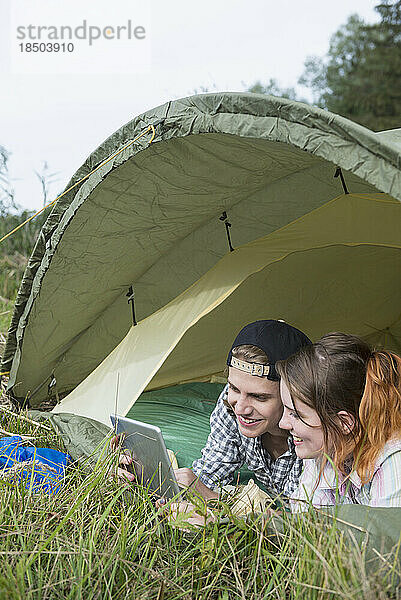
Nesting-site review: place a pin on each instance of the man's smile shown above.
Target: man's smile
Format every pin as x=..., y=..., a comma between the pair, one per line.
x=247, y=421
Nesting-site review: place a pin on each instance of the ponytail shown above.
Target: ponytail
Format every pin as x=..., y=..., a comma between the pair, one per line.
x=379, y=410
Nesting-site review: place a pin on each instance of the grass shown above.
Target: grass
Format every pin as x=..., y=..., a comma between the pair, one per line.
x=97, y=539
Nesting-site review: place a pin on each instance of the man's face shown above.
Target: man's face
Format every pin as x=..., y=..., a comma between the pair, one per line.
x=256, y=403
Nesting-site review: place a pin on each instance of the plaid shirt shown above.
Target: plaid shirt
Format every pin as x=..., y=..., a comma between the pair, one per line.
x=384, y=489
x=227, y=449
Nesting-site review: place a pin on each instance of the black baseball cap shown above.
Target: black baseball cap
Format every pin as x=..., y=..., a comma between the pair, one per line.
x=276, y=338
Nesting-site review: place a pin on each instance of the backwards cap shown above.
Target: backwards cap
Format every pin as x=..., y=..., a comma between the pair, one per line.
x=277, y=339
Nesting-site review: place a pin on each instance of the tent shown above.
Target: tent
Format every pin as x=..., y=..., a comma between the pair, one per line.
x=309, y=201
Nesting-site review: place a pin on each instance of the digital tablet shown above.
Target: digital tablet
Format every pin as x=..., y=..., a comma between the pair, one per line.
x=151, y=461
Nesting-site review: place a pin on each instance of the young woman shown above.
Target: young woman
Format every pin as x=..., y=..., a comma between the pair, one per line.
x=342, y=406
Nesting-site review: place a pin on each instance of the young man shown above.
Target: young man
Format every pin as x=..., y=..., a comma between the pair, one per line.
x=244, y=424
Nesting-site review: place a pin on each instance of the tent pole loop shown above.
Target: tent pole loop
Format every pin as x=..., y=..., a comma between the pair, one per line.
x=224, y=218
x=131, y=299
x=340, y=174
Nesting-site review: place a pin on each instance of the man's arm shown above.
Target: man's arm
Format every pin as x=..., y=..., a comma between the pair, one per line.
x=222, y=455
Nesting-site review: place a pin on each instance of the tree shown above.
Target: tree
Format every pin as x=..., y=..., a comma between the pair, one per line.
x=272, y=88
x=6, y=189
x=361, y=76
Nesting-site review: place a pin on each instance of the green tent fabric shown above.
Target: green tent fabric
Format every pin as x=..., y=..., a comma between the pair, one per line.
x=149, y=218
x=378, y=529
x=182, y=413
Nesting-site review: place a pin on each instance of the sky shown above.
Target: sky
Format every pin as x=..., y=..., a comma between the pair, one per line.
x=59, y=106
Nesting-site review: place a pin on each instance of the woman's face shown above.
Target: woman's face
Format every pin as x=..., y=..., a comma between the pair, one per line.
x=306, y=431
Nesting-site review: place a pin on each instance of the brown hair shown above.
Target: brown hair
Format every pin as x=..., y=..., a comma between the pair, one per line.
x=340, y=372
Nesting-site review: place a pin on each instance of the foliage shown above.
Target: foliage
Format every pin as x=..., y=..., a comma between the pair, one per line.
x=273, y=88
x=361, y=76
x=98, y=539
x=6, y=188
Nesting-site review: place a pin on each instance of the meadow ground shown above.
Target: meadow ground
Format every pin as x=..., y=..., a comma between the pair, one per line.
x=97, y=539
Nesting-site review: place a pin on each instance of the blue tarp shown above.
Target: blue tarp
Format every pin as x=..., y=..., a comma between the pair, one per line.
x=41, y=469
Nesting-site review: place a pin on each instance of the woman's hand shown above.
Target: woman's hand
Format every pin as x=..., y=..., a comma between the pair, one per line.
x=186, y=478
x=128, y=467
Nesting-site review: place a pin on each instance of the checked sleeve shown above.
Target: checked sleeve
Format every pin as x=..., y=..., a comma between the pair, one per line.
x=222, y=456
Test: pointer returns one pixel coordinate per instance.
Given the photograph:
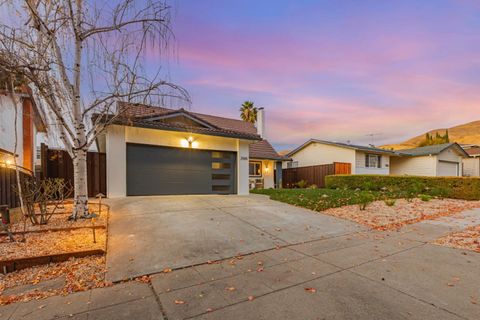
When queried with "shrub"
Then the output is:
(364, 199)
(467, 188)
(390, 202)
(302, 184)
(425, 197)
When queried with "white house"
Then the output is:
(265, 164)
(28, 124)
(471, 165)
(154, 151)
(363, 159)
(435, 160)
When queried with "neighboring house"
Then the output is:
(29, 123)
(363, 159)
(471, 165)
(435, 160)
(154, 151)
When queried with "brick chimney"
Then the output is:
(261, 122)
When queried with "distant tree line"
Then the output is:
(431, 139)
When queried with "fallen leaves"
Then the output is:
(379, 216)
(467, 239)
(144, 279)
(55, 242)
(78, 275)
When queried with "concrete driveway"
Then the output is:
(149, 234)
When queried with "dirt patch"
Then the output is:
(378, 215)
(54, 279)
(468, 239)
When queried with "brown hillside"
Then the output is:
(464, 133)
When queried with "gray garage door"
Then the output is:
(448, 169)
(153, 170)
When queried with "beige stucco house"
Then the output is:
(471, 165)
(436, 160)
(363, 159)
(28, 124)
(265, 166)
(158, 151)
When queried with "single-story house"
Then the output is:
(265, 166)
(156, 151)
(471, 165)
(28, 123)
(435, 160)
(363, 159)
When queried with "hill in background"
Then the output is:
(464, 134)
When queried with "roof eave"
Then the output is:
(193, 130)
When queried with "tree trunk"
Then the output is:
(80, 183)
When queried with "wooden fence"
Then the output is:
(8, 180)
(313, 174)
(59, 164)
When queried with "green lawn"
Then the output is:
(322, 199)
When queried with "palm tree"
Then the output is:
(248, 112)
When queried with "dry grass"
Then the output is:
(468, 239)
(378, 215)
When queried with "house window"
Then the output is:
(255, 169)
(292, 164)
(373, 161)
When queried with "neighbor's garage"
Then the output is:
(155, 170)
(448, 169)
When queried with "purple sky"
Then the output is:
(335, 70)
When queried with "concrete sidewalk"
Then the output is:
(358, 276)
(352, 274)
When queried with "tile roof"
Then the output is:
(342, 145)
(264, 150)
(430, 150)
(140, 115)
(475, 151)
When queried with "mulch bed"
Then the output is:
(468, 239)
(380, 216)
(70, 276)
(60, 220)
(56, 241)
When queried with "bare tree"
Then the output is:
(81, 58)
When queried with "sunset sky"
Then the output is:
(335, 70)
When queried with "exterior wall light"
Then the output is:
(189, 142)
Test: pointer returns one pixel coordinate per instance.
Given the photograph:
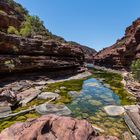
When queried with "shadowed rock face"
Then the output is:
(123, 52)
(52, 127)
(9, 17)
(19, 54)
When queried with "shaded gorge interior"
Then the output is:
(87, 101)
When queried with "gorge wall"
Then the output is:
(123, 52)
(26, 45)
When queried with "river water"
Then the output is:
(89, 105)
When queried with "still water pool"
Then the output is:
(89, 105)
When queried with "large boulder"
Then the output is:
(52, 127)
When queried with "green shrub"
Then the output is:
(135, 68)
(26, 29)
(12, 30)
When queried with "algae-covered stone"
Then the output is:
(53, 109)
(5, 110)
(114, 110)
(48, 95)
(92, 84)
(95, 102)
(85, 115)
(73, 93)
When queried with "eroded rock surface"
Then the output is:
(57, 109)
(52, 127)
(123, 52)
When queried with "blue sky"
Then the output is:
(95, 23)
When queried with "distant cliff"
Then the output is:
(89, 53)
(123, 52)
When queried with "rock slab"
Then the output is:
(114, 110)
(52, 127)
(53, 109)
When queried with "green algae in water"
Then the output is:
(89, 104)
(114, 80)
(65, 98)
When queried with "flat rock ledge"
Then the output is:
(114, 110)
(52, 127)
(57, 109)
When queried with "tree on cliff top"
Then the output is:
(135, 68)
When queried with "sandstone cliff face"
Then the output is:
(19, 54)
(22, 54)
(9, 16)
(89, 54)
(52, 127)
(123, 52)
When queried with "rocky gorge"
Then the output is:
(120, 55)
(46, 90)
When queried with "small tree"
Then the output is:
(135, 68)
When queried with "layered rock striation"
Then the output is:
(18, 54)
(123, 52)
(52, 127)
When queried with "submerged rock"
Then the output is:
(95, 102)
(28, 95)
(52, 127)
(92, 84)
(114, 110)
(5, 110)
(62, 88)
(48, 95)
(73, 93)
(53, 109)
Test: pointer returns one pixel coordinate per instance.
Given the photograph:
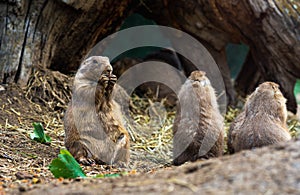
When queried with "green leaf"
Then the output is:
(39, 134)
(297, 91)
(66, 166)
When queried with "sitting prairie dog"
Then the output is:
(198, 127)
(94, 130)
(263, 121)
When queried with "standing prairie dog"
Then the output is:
(198, 126)
(94, 130)
(263, 121)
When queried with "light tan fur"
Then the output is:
(94, 130)
(198, 126)
(263, 121)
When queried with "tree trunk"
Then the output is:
(57, 34)
(270, 28)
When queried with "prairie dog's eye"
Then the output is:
(106, 72)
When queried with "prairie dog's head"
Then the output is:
(199, 76)
(92, 68)
(271, 90)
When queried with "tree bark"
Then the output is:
(269, 28)
(52, 34)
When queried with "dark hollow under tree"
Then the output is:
(57, 35)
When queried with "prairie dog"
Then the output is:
(198, 127)
(94, 130)
(263, 121)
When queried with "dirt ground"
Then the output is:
(24, 163)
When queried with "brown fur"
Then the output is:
(263, 121)
(199, 125)
(94, 129)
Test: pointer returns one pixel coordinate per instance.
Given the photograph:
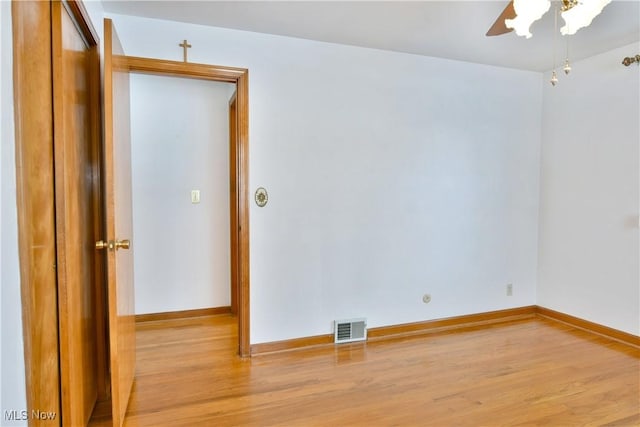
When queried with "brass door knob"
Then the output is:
(101, 244)
(123, 244)
(113, 244)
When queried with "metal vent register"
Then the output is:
(350, 330)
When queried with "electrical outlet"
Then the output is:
(195, 196)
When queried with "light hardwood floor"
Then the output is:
(529, 372)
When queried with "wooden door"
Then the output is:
(76, 106)
(117, 165)
(233, 202)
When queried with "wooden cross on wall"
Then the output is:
(184, 45)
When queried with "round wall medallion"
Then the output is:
(261, 197)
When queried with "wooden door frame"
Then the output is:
(35, 181)
(239, 76)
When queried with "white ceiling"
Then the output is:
(447, 29)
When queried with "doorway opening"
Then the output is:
(238, 172)
(182, 134)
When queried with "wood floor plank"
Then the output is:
(527, 372)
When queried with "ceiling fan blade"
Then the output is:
(499, 26)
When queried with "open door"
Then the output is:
(117, 242)
(233, 202)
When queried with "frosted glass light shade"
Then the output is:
(527, 12)
(581, 15)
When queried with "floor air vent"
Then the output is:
(350, 330)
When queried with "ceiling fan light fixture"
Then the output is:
(581, 15)
(527, 12)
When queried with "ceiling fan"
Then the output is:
(520, 14)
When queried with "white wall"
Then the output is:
(390, 175)
(12, 392)
(180, 142)
(590, 203)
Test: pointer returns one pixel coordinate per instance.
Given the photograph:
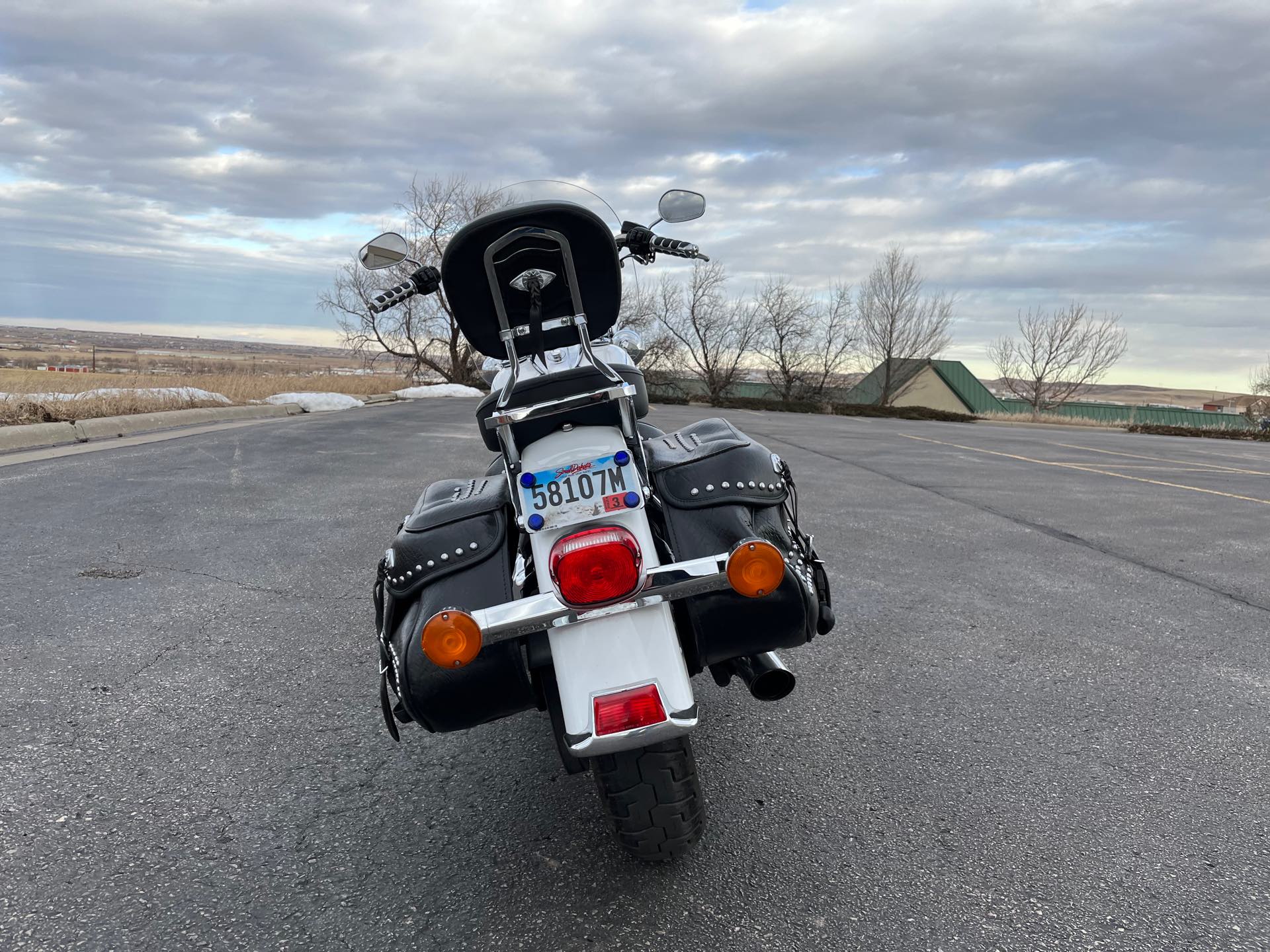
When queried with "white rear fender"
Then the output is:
(616, 651)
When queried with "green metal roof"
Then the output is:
(963, 383)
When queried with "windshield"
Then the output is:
(556, 190)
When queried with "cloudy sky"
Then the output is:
(204, 165)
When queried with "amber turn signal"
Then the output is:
(451, 639)
(755, 569)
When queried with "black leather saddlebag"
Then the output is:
(718, 488)
(452, 551)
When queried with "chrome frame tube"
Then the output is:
(663, 583)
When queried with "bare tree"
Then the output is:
(786, 315)
(804, 340)
(714, 331)
(422, 333)
(897, 323)
(1259, 380)
(662, 361)
(1058, 356)
(835, 339)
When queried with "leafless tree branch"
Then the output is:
(1058, 356)
(713, 332)
(897, 321)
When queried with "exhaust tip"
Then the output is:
(773, 684)
(763, 674)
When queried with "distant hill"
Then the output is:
(1138, 394)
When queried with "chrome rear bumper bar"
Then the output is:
(663, 583)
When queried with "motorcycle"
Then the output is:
(599, 564)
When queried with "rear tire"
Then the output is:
(652, 799)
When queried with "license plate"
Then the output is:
(579, 492)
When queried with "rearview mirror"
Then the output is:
(679, 205)
(384, 252)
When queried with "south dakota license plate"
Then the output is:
(579, 492)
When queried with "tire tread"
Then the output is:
(652, 797)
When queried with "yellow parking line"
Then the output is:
(1162, 460)
(1090, 469)
(1162, 469)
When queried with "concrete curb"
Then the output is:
(1033, 424)
(38, 434)
(54, 434)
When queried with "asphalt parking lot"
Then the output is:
(1042, 723)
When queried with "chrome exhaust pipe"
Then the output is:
(765, 676)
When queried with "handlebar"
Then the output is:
(393, 296)
(673, 247)
(422, 282)
(643, 244)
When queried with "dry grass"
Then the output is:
(239, 387)
(1058, 419)
(19, 412)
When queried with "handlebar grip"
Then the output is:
(673, 247)
(393, 296)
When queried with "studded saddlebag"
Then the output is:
(718, 488)
(452, 551)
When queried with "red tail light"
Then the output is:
(596, 567)
(625, 710)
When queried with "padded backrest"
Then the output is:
(595, 258)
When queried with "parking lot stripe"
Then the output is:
(1162, 460)
(1090, 469)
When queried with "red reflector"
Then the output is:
(625, 710)
(596, 567)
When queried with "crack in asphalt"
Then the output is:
(238, 583)
(1038, 527)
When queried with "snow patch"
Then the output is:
(316, 403)
(179, 393)
(439, 390)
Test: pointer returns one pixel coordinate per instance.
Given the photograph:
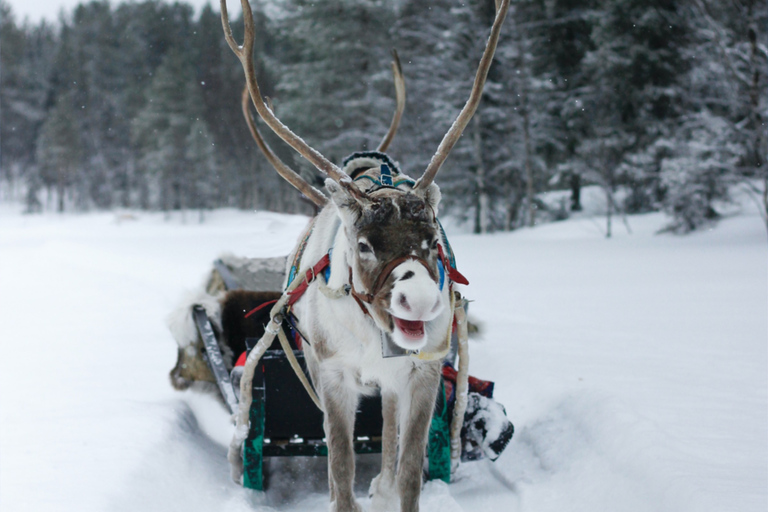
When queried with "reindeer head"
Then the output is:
(392, 233)
(392, 239)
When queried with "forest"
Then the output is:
(659, 103)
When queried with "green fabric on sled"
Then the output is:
(439, 448)
(253, 451)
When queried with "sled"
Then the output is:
(284, 421)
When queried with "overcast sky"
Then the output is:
(36, 10)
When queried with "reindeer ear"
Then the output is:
(432, 196)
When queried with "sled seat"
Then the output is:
(284, 421)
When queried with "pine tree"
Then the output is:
(636, 68)
(59, 149)
(161, 128)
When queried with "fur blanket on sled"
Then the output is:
(225, 296)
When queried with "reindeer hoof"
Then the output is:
(351, 506)
(384, 496)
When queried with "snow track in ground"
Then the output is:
(635, 370)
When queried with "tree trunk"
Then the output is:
(608, 211)
(575, 192)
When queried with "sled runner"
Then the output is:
(284, 421)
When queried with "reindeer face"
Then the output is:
(393, 237)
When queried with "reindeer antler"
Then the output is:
(453, 134)
(245, 55)
(283, 170)
(397, 73)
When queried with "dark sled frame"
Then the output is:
(284, 422)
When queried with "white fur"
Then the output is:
(344, 353)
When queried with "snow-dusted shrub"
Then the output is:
(698, 173)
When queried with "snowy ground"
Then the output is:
(635, 369)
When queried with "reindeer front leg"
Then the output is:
(383, 488)
(340, 403)
(415, 415)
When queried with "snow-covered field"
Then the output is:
(635, 369)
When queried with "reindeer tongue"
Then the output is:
(411, 328)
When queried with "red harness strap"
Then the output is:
(310, 276)
(453, 274)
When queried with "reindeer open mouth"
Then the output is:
(411, 329)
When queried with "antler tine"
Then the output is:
(397, 73)
(245, 55)
(450, 138)
(283, 170)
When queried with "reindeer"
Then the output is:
(380, 238)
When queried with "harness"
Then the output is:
(296, 288)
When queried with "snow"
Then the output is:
(634, 369)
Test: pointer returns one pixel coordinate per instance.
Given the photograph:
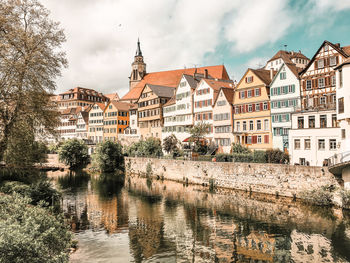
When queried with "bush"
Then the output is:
(276, 156)
(109, 156)
(74, 153)
(321, 197)
(238, 148)
(151, 147)
(30, 233)
(223, 157)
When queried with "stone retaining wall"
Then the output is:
(284, 180)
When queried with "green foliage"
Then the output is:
(321, 196)
(238, 148)
(74, 153)
(109, 156)
(30, 233)
(277, 156)
(170, 145)
(151, 147)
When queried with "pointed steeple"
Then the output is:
(138, 50)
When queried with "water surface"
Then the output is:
(161, 221)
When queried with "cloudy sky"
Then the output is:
(102, 35)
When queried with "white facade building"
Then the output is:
(95, 133)
(204, 96)
(285, 99)
(223, 120)
(178, 112)
(314, 137)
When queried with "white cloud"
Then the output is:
(257, 23)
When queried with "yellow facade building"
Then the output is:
(116, 119)
(252, 116)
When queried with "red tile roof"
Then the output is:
(171, 78)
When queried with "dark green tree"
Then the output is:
(109, 156)
(74, 153)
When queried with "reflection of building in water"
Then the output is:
(311, 248)
(88, 210)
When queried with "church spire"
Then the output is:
(138, 50)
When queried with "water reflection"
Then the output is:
(155, 221)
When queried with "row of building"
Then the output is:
(293, 103)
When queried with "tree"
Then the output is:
(30, 61)
(170, 145)
(74, 153)
(109, 156)
(31, 233)
(197, 136)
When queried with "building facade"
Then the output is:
(285, 100)
(252, 116)
(95, 134)
(223, 120)
(150, 109)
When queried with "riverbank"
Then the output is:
(273, 179)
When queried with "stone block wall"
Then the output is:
(284, 180)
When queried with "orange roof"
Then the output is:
(112, 96)
(171, 78)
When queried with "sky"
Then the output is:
(102, 35)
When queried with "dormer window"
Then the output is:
(320, 63)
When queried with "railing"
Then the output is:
(339, 158)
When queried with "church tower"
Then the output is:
(138, 68)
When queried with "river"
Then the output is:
(162, 221)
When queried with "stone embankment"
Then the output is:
(276, 179)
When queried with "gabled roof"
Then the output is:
(344, 51)
(172, 101)
(112, 96)
(171, 78)
(263, 75)
(162, 91)
(124, 106)
(228, 93)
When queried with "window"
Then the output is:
(300, 122)
(332, 61)
(308, 85)
(334, 120)
(259, 139)
(332, 144)
(257, 92)
(323, 121)
(307, 144)
(266, 125)
(311, 121)
(257, 107)
(249, 93)
(249, 79)
(283, 75)
(321, 83)
(320, 63)
(321, 144)
(323, 100)
(341, 105)
(265, 106)
(258, 125)
(333, 80)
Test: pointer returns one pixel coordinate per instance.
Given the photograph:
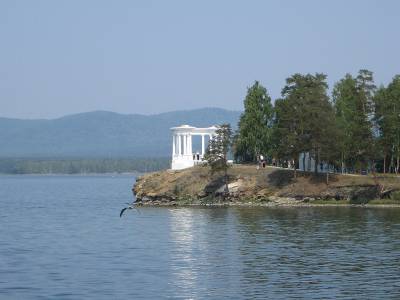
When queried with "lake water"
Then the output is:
(61, 237)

──────────

**Task:**
Copy each line of the material where "sled" is found.

**Task solution:**
When queried with "green fabric on sled"
When queried with "sled"
When queried with "sled seat"
When queried with "fur blanket on sled"
When queried with "sled runner"
When queried with "dark sled frame"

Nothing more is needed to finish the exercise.